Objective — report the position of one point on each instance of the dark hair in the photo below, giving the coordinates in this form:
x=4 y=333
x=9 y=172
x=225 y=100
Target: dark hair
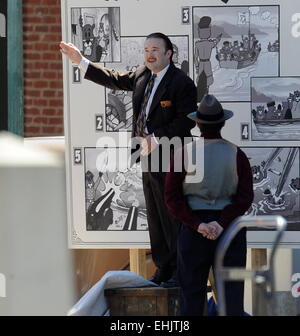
x=210 y=128
x=167 y=41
^^^^^^^^
■ **Directions for this task**
Can you lay out every line of the material above as a Markdown table with the columns "No." and "Text", numbering the rows, leaving out blank lines, and omitting the pictures?

■ **Correct output**
| No. | Text |
|---|---|
| 1 | Objective — report the position of one point on each instance of the dark hair in the photo below, giving the coordinates in this form: |
| 2 | x=4 y=333 |
| 3 | x=9 y=172 |
| 4 | x=225 y=100 |
| 5 | Target: dark hair |
| 6 | x=210 y=128 |
| 7 | x=167 y=41 |